Start of DATA FOR THIS TASK
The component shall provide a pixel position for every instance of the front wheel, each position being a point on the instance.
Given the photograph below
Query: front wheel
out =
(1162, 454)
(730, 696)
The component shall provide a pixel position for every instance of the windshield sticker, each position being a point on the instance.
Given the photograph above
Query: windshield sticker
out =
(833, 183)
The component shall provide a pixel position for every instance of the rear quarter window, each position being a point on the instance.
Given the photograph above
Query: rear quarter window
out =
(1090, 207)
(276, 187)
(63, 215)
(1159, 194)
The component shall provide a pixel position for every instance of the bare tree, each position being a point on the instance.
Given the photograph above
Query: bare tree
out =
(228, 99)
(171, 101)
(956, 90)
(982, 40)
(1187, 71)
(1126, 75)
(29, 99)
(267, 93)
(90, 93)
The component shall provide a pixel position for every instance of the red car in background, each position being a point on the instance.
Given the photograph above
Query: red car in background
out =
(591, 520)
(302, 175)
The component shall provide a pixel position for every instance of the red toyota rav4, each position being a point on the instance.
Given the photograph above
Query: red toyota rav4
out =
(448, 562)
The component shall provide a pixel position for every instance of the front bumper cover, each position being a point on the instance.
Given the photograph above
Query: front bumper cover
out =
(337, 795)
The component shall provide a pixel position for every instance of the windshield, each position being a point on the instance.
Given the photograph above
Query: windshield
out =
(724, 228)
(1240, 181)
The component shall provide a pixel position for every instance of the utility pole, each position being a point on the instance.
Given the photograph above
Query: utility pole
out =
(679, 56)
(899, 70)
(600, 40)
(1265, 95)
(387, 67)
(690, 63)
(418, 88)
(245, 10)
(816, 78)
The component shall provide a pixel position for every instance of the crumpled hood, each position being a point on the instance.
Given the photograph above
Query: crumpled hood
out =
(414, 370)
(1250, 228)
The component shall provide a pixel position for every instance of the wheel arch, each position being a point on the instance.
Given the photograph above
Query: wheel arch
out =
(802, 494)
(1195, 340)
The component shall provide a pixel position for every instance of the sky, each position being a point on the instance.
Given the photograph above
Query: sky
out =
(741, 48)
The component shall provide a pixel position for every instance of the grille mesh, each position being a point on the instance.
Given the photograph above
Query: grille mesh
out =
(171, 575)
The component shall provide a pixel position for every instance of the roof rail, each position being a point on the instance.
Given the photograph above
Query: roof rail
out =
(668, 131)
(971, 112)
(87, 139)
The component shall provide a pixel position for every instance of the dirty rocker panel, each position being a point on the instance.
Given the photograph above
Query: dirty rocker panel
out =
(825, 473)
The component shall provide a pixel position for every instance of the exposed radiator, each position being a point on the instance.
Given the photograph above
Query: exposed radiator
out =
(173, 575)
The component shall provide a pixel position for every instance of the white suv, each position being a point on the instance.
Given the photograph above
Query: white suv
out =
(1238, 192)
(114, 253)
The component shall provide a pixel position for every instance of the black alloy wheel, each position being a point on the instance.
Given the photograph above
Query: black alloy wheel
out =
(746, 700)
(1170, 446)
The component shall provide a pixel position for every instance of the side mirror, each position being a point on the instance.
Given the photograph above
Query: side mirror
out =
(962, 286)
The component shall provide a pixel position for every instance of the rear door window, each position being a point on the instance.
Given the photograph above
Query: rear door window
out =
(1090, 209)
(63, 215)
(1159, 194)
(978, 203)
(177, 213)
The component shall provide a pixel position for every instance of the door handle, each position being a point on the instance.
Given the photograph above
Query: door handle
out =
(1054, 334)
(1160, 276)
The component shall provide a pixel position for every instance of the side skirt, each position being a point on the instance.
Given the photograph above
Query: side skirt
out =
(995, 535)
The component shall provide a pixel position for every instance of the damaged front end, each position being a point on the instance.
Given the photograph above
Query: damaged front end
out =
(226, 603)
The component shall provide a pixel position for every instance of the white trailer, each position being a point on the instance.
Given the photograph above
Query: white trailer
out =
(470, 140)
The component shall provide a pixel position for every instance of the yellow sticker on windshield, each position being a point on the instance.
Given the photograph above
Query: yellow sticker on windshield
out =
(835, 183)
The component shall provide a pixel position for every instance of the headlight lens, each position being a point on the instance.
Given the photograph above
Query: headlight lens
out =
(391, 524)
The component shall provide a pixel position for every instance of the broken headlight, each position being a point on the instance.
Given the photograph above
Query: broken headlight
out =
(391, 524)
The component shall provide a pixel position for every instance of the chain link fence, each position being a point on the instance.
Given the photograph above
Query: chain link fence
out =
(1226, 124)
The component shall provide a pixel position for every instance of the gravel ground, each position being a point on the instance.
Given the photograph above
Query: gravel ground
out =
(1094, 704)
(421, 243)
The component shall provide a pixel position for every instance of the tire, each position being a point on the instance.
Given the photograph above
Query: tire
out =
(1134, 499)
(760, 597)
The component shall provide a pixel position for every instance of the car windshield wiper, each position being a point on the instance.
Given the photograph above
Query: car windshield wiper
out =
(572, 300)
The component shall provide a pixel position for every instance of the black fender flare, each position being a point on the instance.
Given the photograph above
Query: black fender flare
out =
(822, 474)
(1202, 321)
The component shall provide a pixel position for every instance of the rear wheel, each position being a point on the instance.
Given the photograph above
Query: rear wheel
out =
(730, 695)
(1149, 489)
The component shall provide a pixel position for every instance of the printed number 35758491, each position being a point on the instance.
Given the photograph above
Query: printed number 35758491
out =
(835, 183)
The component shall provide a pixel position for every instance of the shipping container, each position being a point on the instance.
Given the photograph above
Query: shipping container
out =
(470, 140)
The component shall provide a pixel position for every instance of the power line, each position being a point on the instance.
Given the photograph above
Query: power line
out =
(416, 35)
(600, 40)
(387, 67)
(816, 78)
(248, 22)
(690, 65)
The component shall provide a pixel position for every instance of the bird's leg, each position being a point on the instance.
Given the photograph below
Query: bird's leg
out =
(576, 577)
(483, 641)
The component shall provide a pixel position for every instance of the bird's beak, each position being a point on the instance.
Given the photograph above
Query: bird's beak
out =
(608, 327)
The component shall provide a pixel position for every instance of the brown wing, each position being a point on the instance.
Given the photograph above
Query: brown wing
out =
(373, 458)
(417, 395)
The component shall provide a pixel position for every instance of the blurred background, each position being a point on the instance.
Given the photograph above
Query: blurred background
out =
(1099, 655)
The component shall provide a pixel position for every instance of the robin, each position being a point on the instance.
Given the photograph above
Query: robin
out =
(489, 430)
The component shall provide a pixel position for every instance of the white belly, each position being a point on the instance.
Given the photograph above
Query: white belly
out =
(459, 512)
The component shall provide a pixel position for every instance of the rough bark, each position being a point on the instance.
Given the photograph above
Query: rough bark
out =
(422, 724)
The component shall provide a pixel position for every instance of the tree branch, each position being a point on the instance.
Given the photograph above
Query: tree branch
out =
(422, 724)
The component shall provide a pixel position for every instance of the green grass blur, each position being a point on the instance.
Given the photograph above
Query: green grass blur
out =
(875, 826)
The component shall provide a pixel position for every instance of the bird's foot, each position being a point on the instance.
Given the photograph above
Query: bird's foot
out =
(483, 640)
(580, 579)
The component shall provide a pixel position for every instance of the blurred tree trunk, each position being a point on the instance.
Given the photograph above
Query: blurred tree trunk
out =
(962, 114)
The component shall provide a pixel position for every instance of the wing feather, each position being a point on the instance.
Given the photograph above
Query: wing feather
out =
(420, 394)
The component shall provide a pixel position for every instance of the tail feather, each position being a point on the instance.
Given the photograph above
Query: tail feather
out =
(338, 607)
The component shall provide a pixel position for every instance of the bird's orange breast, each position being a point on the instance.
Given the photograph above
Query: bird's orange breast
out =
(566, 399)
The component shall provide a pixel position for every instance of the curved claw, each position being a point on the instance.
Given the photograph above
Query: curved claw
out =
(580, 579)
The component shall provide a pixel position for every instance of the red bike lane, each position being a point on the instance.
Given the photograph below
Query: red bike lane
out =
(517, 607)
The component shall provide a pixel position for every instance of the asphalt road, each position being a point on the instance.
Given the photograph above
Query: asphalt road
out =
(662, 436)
End of DATA FOR THIS TASK
AIM OF THE TASK: Copy out the rows word for word, starting at the line that contains "rear wheel, each" and stopping after the line that contains "(1099, 655)".

EXERCISE SOLUTION:
The component shall provide a pixel position for every instance of the rear wheel, each position being a point on the instance.
Given the photograph above
Query: rear wheel
out =
(730, 695)
(1149, 489)
The component shall provide a pixel position for every instance of the printed number 35758491, each position being a point on the instance.
Given the photograph above
Query: printed number 35758491
out =
(835, 183)
The component shall provide a pixel position for every instance of the shipping container, each position being a point on the instance.
Given the photograph above
Query: shipping container
out =
(470, 140)
The component shall provide a pixel position for every instance of the power line, each position being a point on the instance.
Given the photograph above
Query: power line
out =
(416, 35)
(600, 40)
(387, 67)
(816, 78)
(248, 22)
(690, 65)
The component shall provide a pixel position for every instance of the bird's leg, each position being a point on the instance.
Given the photograph below
Query: bird's leg
out =
(576, 577)
(483, 641)
The component shall provide a pixel position for every instance of the bird's beak, each position being a point on the instance.
Given the photograph above
Query: bird's beak
out =
(608, 327)
The component shall provide a pixel position for every instance of the brown wing, each position being a point on the instance.
Given the photograph above
Query: brown wing
out =
(373, 458)
(417, 395)
The component shall provide a pixel position for every instance of the blurred background, each position being a point on the instance.
Given the photograph above
Query: blurred background
out =
(1099, 655)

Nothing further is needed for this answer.